*** Opening EXERCISE TEXT ***

In youth football when he wanted to play the quarterback position, I told him that would be great to try out for the position,” Mark Senior said. “He responded by saying, ‘Dad, I’m not trying out, I’m going to be the quarterback.’ I then saw him throw and run the offense and I was amazed at what a natural he was to be a quarterback.”

After making his way through Chatham schools, all the while garnering attention for his efforts with the Bluefins, Pawlina opted to enroll in the D-Y district in sixth grade after his brother transferred to the high school. Though concerned that changing school systems might be daunting, Pawlina said he made friends immediately.

“It was actually pretty easy,” he said. “I met kids right away. They were all so nice and so accepting.”

As Pawlina got older, football became that much more competitive, with key differences between the youth and high school programs, which he began to understand when he played for the D-Y Dolphins.

*** Closing EXERCISE TEXT ***

__WORK ITEM 1__: According to the passage about Pawlina's football career, in what grade did he enroll in the D-Y district?
__WORK ITEM 2__: Please carry the passage about Pawlina's football career forward from its final sentence.

*** Opening DATA UNDER STUDY ***

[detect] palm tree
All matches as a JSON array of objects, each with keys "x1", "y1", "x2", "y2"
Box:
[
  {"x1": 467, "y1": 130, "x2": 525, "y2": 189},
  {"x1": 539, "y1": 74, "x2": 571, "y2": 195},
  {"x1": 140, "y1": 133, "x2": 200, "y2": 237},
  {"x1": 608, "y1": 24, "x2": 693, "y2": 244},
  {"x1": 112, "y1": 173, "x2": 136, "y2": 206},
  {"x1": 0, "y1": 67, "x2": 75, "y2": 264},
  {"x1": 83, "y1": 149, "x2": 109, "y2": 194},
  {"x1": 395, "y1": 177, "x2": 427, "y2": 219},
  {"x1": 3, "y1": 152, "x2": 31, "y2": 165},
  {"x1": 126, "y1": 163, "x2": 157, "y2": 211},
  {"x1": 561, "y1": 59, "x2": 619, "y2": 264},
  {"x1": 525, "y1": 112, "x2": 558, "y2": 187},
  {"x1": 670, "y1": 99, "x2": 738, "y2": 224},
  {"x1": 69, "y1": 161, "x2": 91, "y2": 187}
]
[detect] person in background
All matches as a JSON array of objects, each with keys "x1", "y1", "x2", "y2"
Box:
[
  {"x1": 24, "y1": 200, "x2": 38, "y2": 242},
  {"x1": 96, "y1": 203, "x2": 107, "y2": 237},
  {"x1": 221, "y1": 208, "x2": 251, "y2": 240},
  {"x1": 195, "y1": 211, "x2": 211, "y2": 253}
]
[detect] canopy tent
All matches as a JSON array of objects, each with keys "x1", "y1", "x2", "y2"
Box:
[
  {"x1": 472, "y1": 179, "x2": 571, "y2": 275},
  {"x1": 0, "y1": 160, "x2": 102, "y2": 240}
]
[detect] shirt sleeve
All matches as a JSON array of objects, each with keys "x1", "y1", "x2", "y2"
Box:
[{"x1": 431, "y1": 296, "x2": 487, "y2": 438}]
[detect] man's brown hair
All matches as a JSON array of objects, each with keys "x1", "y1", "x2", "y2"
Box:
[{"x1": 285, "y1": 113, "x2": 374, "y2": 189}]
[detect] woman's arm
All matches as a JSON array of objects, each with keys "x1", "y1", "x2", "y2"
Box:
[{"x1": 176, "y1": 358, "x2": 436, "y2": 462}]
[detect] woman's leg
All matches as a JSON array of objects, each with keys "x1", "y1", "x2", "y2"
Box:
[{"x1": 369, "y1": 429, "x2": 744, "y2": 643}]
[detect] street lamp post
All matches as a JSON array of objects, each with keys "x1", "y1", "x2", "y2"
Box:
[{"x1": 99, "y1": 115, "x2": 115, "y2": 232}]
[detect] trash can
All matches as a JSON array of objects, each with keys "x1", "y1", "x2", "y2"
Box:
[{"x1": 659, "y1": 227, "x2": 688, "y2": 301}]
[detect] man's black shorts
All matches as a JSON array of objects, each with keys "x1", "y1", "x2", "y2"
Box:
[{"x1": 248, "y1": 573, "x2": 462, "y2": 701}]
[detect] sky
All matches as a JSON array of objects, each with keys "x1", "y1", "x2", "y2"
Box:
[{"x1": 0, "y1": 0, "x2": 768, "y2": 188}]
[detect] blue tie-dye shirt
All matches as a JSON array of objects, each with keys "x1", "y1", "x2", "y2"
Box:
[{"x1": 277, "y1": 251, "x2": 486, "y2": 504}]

*** Closing DATA UNDER STUDY ***

__EXERCISE ANSWER 1__: Sixth grade.

__EXERCISE ANSWER 2__:
“It was definitely a huge jump in competition,” he said. “In youth football we won lots of games. In high school everyone is that good.”

Inspired by former Patriots backup quarterback Jimmy Garoppolo, Pawlina played for D-Y during his freshmen and sophomore seasons, then tried his hand at attending Monomoy during his junior year. The experience taught him that different programs came with different approaches.

“It was two very different approaches between the schools,” Pawlina said. “At Monomoy it’s definitely very laid back, and at D-Y they have playoff goals, so it’s a little more intense.”

Pawlina had been on the bench with the Dolphins when they won the Super Bowl in 2017, a victory that deepened his love of the game.

“There’s just nothing like it. I’ve never found a sport that even comes close to football,” he said.

At Monomoy, Pawlina stepped into the role of varsity quarterback for the Sharks, and while they didn’t win a championship, they added some big victories to their tally, including wins against Holbrook/Avon, Diman, and Tri-County.

As a quarterback, it is not just athleticism, but knowing and understanding the plays and seeing defenses,” said Mark Senior. “I was very impressed with his ability to know how to play an opposing defense.”

It’s definitely a little stressful because you’ve got to know everybody’s job including your own,” Pawlina added.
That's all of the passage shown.